Task A
List each distinct word ending in "-tion" in the comment thread on whether language models deceive, in order of first appearance.
Task B
Carry on the comment thread on whether language models deceive, starting after its final sentence.

Given text
════════

Comment by emp17344

15 hours ago

These are language models, not Skynet. They do not scheme or deceive.

If you define "deceive" as something language models cannot do, then sure, it can't do that.

It seems like thats putting the cart before the horse. Algorithmic or stochastic; deception is still deception.

  • deception implies intent. this is confabulation, more widely called "hallucination" until this thread.

    confabulation doesn't require knowledge, which as we know, the only knowledge a language model has is the relationships between tokens, and sometimes that rhymes with reality enough to be useful, but it isn't knowledge of facts of any kind.

    and never has been.

If you are so allergic to using terms previously reserved for animal behaviour, you can instead unpack the definition and say that they produce outputs which make human and algorithmic observers conclude that they did not instantiate some undesirable pattern in other parts of their output, while actually instantiating those undesirable patterns. Does this seem any less problematic than deception to you?

  • > Does this seem any less problematic than deception to you?

    Yes. This sounds a lot more like a bug of sorts.

    So many times when using language models I have seem answers contradicting answers previously given. The implication is simple - They have no memory.

════════

Stored data

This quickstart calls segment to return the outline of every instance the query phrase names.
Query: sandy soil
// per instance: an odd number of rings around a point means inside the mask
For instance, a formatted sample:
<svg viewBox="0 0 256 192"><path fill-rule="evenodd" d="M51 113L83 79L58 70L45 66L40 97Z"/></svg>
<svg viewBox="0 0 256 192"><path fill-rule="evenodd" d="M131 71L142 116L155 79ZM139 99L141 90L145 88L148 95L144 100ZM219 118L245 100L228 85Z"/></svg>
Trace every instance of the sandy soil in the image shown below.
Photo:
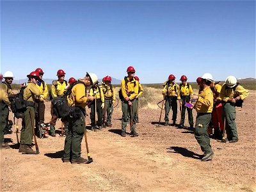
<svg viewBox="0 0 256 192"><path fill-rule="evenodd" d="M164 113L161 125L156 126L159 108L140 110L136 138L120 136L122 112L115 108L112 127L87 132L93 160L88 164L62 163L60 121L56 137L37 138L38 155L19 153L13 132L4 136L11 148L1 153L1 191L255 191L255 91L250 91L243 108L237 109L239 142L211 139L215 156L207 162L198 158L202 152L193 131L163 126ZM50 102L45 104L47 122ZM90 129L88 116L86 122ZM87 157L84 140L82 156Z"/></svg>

════════

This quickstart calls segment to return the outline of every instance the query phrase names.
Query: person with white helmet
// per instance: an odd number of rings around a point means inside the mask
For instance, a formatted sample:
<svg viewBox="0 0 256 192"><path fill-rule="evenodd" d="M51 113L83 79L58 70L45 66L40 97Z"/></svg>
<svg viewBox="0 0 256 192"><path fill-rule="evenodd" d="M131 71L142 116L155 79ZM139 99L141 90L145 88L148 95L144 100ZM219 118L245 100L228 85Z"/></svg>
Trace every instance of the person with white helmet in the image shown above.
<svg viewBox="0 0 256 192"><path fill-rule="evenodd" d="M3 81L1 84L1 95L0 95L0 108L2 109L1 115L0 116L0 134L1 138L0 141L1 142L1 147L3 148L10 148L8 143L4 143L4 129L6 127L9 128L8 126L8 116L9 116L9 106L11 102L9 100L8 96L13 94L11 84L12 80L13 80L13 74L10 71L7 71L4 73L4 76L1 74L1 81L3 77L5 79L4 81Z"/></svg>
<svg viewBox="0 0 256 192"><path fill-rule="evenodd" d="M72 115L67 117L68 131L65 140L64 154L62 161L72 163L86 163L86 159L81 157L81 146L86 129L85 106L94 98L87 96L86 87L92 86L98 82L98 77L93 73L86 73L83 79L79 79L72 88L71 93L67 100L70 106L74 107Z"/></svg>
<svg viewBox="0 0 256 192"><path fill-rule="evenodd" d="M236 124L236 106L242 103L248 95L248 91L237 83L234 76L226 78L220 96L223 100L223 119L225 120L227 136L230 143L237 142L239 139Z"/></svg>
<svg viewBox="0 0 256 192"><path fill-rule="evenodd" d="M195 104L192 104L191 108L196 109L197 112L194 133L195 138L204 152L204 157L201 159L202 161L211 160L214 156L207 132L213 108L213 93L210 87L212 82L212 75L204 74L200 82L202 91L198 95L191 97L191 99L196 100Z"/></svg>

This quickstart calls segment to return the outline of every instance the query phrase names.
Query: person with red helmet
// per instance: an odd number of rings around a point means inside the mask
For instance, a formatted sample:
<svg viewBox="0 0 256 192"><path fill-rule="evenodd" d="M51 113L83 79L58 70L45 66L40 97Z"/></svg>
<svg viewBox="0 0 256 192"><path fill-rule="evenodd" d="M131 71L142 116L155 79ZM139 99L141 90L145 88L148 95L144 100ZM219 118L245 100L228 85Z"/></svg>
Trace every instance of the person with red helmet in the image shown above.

════════

Final answer A
deception, confabulation, hallucination, definition, implication

Final answer B
    They operate upon the tokens available at any given time, including previous output, and as information gets drowned those contradictions pop up. No sane person should presume intent to deceive, because that's not how those systems operate.

    By calling it "deception" you are actually ascribing intentionality to something incapable of such. This is marketing talk.

    "These systems are so intelligent they can try to deceive you" sounds a lot fancier than "Yeah, those systems have some odd bugs"

Okay, well, they produce outputs that appear to be deceptive upon review. Who cares about the distinction in this context? The point is that your expectations of the model to produce some outputs in some way based on previous experiences with that model during training phases may not align with that model's outputs after training.

Who said Skynet wasn't a glorified language model, running continuously? Or that the human brain isn't that, but using vision+sound+touch+smell as input instead of merely text?

"It can't be intelligent because it's just an algorithm" is a circular argument.

  • Similarly, “it must be intelligent because it talks” is a fallacious claim, as indicated by ELIZA. I think Moltbook adequately demonstrates that AI model behavior is not analogous to human behavior. Compare Moltbook to Reddit, and the former looks hopelessly shallow.

    • >Similarly, “it must be intelligent because it talks” is a fallacious claim, as indicated by ELIZA.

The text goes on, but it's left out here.